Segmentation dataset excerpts
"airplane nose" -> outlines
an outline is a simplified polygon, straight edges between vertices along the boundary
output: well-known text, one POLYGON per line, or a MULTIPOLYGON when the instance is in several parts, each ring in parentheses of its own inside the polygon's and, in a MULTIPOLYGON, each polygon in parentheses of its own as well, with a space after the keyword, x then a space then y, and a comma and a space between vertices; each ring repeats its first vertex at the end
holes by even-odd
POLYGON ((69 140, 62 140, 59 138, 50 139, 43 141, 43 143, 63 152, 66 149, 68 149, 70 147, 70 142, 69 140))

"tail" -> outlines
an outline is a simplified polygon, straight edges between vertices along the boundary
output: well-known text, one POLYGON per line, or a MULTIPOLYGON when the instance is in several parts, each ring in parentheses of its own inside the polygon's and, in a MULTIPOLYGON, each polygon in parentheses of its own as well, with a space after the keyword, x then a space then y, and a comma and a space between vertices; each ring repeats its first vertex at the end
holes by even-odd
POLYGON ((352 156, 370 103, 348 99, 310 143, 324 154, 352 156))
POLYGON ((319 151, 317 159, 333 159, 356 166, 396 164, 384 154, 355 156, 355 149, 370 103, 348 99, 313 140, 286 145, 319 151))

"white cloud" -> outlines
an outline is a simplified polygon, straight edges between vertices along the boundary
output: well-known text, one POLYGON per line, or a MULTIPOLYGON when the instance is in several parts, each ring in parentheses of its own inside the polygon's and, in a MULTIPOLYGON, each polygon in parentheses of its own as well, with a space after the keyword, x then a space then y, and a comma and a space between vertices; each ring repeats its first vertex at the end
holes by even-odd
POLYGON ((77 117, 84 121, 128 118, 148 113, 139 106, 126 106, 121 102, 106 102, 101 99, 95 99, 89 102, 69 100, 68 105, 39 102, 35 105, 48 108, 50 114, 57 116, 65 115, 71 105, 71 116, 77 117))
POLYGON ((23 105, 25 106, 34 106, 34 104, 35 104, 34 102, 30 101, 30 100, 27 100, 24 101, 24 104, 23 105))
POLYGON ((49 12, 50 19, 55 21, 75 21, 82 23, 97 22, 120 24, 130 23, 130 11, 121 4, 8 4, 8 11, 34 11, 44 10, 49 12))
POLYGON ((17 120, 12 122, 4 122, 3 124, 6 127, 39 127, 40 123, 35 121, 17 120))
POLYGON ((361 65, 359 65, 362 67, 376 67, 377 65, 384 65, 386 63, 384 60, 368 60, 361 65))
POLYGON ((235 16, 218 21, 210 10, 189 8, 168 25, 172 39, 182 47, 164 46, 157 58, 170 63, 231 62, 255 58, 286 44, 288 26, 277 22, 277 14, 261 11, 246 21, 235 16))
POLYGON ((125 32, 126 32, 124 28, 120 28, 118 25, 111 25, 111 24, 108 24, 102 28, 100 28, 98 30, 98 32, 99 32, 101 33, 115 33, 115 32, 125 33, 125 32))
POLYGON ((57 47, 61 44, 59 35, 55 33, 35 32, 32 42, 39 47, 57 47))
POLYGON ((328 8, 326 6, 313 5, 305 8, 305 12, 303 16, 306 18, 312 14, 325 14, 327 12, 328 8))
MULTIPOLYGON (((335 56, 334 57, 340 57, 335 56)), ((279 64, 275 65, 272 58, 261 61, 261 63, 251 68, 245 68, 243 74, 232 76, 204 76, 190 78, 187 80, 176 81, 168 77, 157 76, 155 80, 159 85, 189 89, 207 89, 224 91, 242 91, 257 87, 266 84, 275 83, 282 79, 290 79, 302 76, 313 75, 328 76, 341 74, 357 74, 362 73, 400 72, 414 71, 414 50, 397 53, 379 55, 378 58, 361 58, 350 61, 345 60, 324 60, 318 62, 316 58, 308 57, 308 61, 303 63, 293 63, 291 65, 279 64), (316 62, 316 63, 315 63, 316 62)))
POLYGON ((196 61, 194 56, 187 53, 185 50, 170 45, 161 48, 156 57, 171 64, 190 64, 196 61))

◆ GOAL OF THE EXERCISE ◆
Please arrange the rows above as a two-column CSV with the columns input and output, one line per row: the row's full text goes in input and its answer in output. Put each field in quotes and replace its line breaks with spaces.

◆ TASK SOLUTION ◆
input,output
"""airplane nose"" -> outlines an outline is a simplified polygon, straight edges between vertices along the boundary output: well-known text, one POLYGON per line, or a MULTIPOLYGON when the instance is in several parts, each ring in parentheses of its own inside the polygon's and, in a MULTIPOLYGON, each polygon in parentheses of its own as well, with a space after the keyword, x then a space then y, and a comma and a space between vertices; each ring repeats its first vertex at the end holes by even-odd","POLYGON ((69 140, 62 140, 59 138, 50 139, 43 141, 43 143, 63 152, 66 149, 68 149, 70 147, 70 142, 69 140))"
"""tail"" -> outlines an outline is a simplified polygon, straight edges between vertices along the boundary output: well-known text, one POLYGON per line, or a MULTIPOLYGON when the instance is in several parts, each ring in parentheses of its own inside the polygon's and, in a MULTIPOLYGON, each polygon in parentheses of its own as well, with a space after the keyword, x then a space then y, and a comma and a space between vertices; each ring repeats its first vertex at the end holes by even-odd","POLYGON ((352 156, 370 103, 348 99, 310 143, 324 154, 352 156)) POLYGON ((319 151, 317 159, 333 159, 356 166, 396 164, 384 154, 355 156, 355 149, 370 103, 348 99, 313 140, 286 145, 319 151))"
"""white cloud"" -> outlines an outline is a simplified polygon, straight edges between vertices along the boundary output: well-known text, one POLYGON per line, or a MULTIPOLYGON when the instance is in several parts, each ring in parentheses of its own inside the polygon's and, in a MULTIPOLYGON, each polygon in parentheses of its own as well, with a space after the keyword, x then a space then y, and a comma and a space between vertices; each ring repeats its first vertex at the end holes by even-odd","POLYGON ((77 117, 84 121, 128 118, 148 113, 139 106, 126 106, 121 102, 106 102, 101 99, 95 99, 89 102, 69 100, 68 105, 39 102, 35 105, 48 108, 50 114, 57 116, 65 115, 71 105, 71 116, 77 117)) POLYGON ((23 105, 25 106, 34 106, 34 104, 35 104, 34 102, 30 101, 30 100, 27 100, 24 101, 24 104, 23 105)) POLYGON ((49 12, 50 19, 55 21, 75 21, 82 23, 97 22, 120 24, 130 23, 130 11, 121 4, 8 4, 8 11, 34 11, 44 10, 49 12)) POLYGON ((17 120, 12 122, 4 122, 3 124, 6 127, 39 127, 40 123, 35 121, 17 120)) POLYGON ((361 65, 359 65, 362 67, 376 67, 377 65, 384 65, 386 63, 384 60, 368 60, 361 65)) POLYGON ((235 16, 218 21, 210 10, 189 8, 168 25, 172 39, 182 47, 164 46, 157 58, 170 63, 231 62, 255 58, 286 44, 288 26, 277 22, 277 14, 261 11, 246 21, 235 16)) POLYGON ((125 32, 126 32, 124 28, 120 28, 118 25, 111 25, 111 24, 108 24, 102 28, 100 28, 98 30, 98 32, 99 32, 101 33, 115 33, 115 32, 125 33, 125 32)) POLYGON ((57 47, 61 44, 59 35, 55 33, 35 32, 32 42, 39 47, 57 47)) POLYGON ((328 8, 326 6, 313 5, 305 8, 305 12, 303 16, 306 18, 312 14, 325 14, 327 12, 328 8)) MULTIPOLYGON (((335 56, 334 57, 340 57, 335 56)), ((279 64, 275 65, 272 58, 261 61, 261 63, 251 68, 245 68, 243 74, 232 76, 204 76, 190 78, 187 80, 176 81, 168 77, 157 76, 155 80, 159 85, 189 89, 207 89, 224 91, 242 91, 257 87, 266 84, 275 83, 282 79, 290 79, 302 76, 313 75, 328 76, 341 74, 357 74, 362 73, 400 72, 414 71, 414 50, 397 53, 379 55, 378 58, 361 58, 350 61, 345 60, 324 60, 318 62, 316 58, 308 57, 308 61, 303 63, 293 63, 291 65, 279 64), (316 62, 316 63, 315 63, 316 62))) POLYGON ((196 61, 194 56, 187 53, 185 50, 170 45, 161 48, 156 57, 171 64, 190 64, 196 61))"